----- Given data -----

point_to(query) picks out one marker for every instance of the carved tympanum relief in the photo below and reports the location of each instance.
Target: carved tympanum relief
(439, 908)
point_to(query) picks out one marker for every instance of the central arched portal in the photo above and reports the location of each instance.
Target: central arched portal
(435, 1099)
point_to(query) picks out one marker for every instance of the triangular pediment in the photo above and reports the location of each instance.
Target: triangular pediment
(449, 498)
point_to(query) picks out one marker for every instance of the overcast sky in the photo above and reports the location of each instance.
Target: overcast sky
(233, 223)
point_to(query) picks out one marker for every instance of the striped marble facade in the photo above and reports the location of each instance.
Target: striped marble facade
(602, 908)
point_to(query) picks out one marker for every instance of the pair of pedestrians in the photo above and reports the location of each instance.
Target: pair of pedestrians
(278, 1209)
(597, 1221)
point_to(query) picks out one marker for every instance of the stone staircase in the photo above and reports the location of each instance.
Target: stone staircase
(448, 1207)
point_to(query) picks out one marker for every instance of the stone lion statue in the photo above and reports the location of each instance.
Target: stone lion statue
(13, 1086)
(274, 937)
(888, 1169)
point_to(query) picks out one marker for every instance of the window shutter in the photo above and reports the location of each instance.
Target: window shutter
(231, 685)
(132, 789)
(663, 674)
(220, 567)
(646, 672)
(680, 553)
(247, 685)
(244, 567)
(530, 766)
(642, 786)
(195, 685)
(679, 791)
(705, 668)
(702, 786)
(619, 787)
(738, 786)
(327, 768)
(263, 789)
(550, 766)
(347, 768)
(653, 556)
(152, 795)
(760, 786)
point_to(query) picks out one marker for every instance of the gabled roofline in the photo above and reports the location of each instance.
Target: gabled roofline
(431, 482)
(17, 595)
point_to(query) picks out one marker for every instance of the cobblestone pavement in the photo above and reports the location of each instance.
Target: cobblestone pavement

-----

Instructions to follow
Each record above is to be reproduced exactly, in full.

Solution below
point_to(query) picks out one marker for every instance of the carved tympanum relief in the photo below and reports the location of each instance.
Target: carved tympanum relief
(439, 908)
point_to(query) picks out one marker for every instance of the central arched portal in the photo above and reports the location of each instance.
Target: central arched portal
(435, 1099)
point_to(query) picks out one marker for every instance of the triangular pediment in the photo above and reports the location of each instance.
Target: triangular pediment
(449, 498)
point_to(query) picks out one marker for every instance of the overcast sky in the photo above and reports the location of each instance.
Target: overcast sky
(233, 223)
point_to(query) picks out one marker for every instance of the striped marble facade in the photo above and reports the location of each instance.
Target: striped marble facade
(602, 908)
point_to(query) picks out one marker for every instance of the pair of pedestrians in the photo above and reports the location of each instance.
Target: pair of pedestrians
(278, 1209)
(597, 1221)
point_to(query) picks out one marker for every instance of the stone staircase in the photo above and reports the location of each instance.
Target: stone staircase
(448, 1207)
point_to(query) picks out one marker for every instance of the stone lion statue in the photo above and reports the location of each instance.
Target: stone lion statue
(13, 1086)
(274, 937)
(888, 1169)
point_to(query) picks out one marker for every instance of the window shutter in the photo above and reports the location of each instance.
Target: window shutter
(231, 685)
(132, 789)
(663, 674)
(220, 567)
(646, 672)
(680, 553)
(247, 685)
(244, 567)
(530, 766)
(642, 786)
(195, 685)
(679, 791)
(705, 668)
(702, 786)
(619, 787)
(738, 786)
(327, 768)
(263, 789)
(550, 766)
(347, 768)
(653, 556)
(152, 795)
(760, 786)
point_to(query) picks out one marker for every instance of the gabled roofline in the photo above and reports the location of each instance.
Target: gabled roofline
(431, 482)
(17, 595)
point_to(query) picks out one marker for every instance of the cobblestone pavement in the photo above and reports the location of each instance.
Target: cobblestone pavement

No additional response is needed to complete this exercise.